▶ What to work on:
An exact copy of every record is needed, with the pictures left out.
***** Source records *****
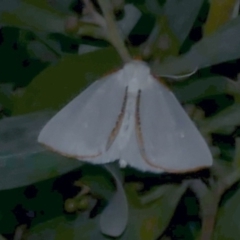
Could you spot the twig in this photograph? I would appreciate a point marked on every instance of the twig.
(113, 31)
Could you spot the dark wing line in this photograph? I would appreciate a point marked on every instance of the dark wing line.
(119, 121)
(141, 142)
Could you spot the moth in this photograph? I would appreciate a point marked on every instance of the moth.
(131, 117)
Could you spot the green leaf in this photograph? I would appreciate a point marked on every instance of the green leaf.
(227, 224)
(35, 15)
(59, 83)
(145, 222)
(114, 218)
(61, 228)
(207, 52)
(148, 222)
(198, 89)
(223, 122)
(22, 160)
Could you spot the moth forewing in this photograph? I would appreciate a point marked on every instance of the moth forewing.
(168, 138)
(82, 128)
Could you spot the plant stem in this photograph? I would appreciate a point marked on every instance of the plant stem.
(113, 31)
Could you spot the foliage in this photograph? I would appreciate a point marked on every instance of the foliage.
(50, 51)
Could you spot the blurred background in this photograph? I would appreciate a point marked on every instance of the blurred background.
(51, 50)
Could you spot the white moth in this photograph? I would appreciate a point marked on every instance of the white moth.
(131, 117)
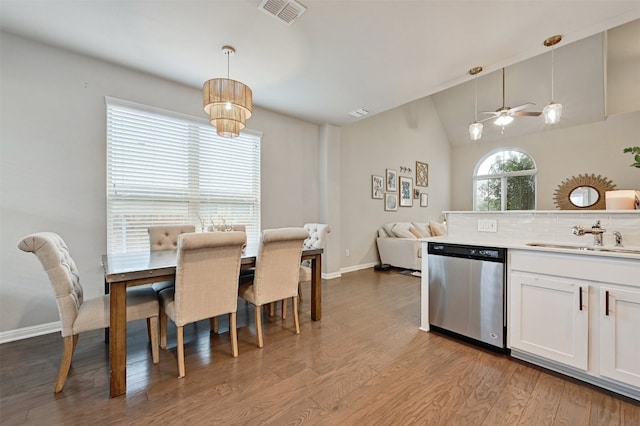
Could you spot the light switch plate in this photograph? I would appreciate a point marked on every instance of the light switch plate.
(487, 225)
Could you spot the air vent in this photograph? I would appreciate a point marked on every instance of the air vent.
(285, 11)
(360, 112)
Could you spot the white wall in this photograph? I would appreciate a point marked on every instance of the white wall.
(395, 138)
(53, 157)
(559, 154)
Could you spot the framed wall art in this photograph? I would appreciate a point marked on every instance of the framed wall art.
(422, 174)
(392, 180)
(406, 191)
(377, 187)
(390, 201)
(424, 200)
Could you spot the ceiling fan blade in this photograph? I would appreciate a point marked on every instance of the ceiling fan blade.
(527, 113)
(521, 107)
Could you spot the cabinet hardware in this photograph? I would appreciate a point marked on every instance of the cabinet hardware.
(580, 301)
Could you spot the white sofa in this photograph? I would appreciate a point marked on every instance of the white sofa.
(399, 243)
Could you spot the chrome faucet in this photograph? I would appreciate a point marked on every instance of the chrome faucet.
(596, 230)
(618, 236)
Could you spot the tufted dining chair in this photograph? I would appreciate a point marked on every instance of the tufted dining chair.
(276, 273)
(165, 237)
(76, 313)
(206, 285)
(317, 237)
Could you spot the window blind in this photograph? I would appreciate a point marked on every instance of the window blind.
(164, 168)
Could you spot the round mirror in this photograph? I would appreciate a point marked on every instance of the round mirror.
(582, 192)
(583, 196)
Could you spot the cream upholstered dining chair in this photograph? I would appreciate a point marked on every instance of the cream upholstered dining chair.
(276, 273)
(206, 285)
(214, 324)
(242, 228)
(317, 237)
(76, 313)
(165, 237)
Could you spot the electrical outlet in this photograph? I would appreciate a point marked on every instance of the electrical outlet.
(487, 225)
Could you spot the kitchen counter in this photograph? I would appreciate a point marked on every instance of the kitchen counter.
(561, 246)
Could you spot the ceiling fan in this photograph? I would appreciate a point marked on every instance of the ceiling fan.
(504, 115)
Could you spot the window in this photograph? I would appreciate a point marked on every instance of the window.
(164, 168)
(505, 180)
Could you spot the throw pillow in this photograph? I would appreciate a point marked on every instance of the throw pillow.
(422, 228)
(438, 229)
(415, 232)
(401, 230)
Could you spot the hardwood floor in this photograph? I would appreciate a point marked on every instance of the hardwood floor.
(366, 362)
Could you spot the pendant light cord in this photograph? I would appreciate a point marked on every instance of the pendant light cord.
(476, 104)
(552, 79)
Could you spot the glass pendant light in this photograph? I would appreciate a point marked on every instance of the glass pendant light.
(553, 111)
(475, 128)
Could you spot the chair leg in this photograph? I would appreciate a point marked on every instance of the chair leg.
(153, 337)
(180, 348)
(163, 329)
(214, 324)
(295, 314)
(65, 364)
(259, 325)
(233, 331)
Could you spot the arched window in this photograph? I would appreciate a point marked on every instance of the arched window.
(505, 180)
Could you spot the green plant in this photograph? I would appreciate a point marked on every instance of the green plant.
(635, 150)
*****
▶ Answer to this problem:
Could you spot the twig in this photograph? I would appreciate a point marked on every instance of the twig.
(113, 31)
Could you spot the dark wing line in this photograph? I would appreciate a point marked on every instance of the dark wing line.
(119, 121)
(141, 142)
Could you spot the moth in this photograph? I would appreciate a point marked on every instance of the moth.
(131, 117)
Could you spot the green leaf in this photograph? I would appreciate a point marked on every instance of the green leaf.
(227, 224)
(35, 15)
(59, 83)
(145, 222)
(114, 218)
(61, 228)
(207, 52)
(148, 222)
(198, 89)
(223, 122)
(22, 160)
Could you spot the moth forewing in this photograph? I would appreciate a point marked on every instance of the moth forewing.
(168, 138)
(82, 128)
Could you spot the plant stem in this photograph? I would appreciate a point marked on every instance of the plant stem.
(113, 31)
Could you spot the foliage in this photograph? I would appreciate a point marked on every instance of the foliage.
(50, 51)
Could you spot the blurred background in this photograph? I would appreciate a point marked on every instance of the blurred background.
(51, 50)
Could you spot the white moth in this photograph? I would appreciate a point marked on every instance of the white moth.
(131, 117)
Could you spot the light switch plate in this photograph? I would appreciate a point marked on every instance of the light switch plate.
(487, 225)
Could you spot the air vent in this photograph? I would appreciate a point marked on every instance of the air vent.
(285, 11)
(360, 112)
Could you spot the white wall in this photograph? I would appreciate a point marked on every instance of the white wall.
(395, 138)
(53, 157)
(559, 154)
Could you spot the framed wall art in this photograph? I would appreciate a point marked on every instance of the framed wall art.
(422, 174)
(392, 180)
(406, 191)
(377, 187)
(390, 201)
(424, 200)
Could you spot the ceiling fan blade in this photograph? I would appreciate a point marked on every instance of the ceiling fan blade.
(527, 113)
(521, 107)
Could you spot the cabinet hardware in this photograph? I would appreciate a point marked on every instance of the cabinet hardware.
(580, 301)
Could you spot the white sofa in this photograph? I would appreciate a point marked on every instance of the white sofa.
(399, 243)
Could you spot the chrome faucet in this photograph? I would appreciate a point marked on every instance of the chrome faucet.
(596, 230)
(618, 236)
Could you spot the tufted dining chair in this photograph? I would appreciate a point marked on every instance of the tufted dining chair.
(276, 273)
(165, 237)
(76, 313)
(206, 285)
(317, 237)
Could you spot the window blind in this photograph? I would appreciate a point marked on every instance of the window blind.
(164, 168)
Could you spot the round mirror in this photograph? I would appreciate a point marked on every instance of the round mirror.
(582, 192)
(583, 196)
Could you spot the cream upholstered dining chair in this photograph? I would appreciate a point marked on every instance of the cream upholstered dining chair.
(276, 273)
(206, 285)
(214, 324)
(242, 228)
(317, 237)
(76, 313)
(165, 237)
Could you spot the electrical outlet in this photograph? I would appreciate a point marked on every instance of the electrical outlet.
(487, 225)
Could you spot the kitchen counter in this photograph? I would appreciate a point marked on every instance of the kitchen counter.
(561, 246)
Could you spot the ceiling fan in this photograph? I would appreciate a point marked on every instance of the ceiling fan.
(504, 115)
Could you spot the window in this photograph? I would appreciate a point marked on every instance of the window.
(164, 168)
(505, 180)
Could you spot the throw pillow in this photograph? I would appreciate a point marked on every instance of the throw pillow.
(422, 228)
(438, 229)
(415, 232)
(401, 230)
Could you spot the hardwood floor in this photograph? I would appreciate a point marked on every instance of the hardwood floor.
(366, 362)
Could you spot the pendant light cord in this photograph? I would appreciate a point marked on every instance of the pendant light cord.
(476, 104)
(552, 79)
Could you spot the glass pendant light in this photograph? I would appreciate a point marked on every instance of the glass pendant light.
(553, 111)
(475, 128)
Could you spot the chair leg in this photograph? I would appreciate a point marked on every instance of the chair leg.
(153, 337)
(180, 348)
(163, 329)
(214, 324)
(295, 314)
(65, 364)
(259, 325)
(233, 331)
Could you spot the arched window in this photograph? I would appreciate a point marked on every instance of the arched window.
(505, 180)
Could you spot the green plant in this photograph? I would appreciate a point marked on every instance of the green plant.
(635, 150)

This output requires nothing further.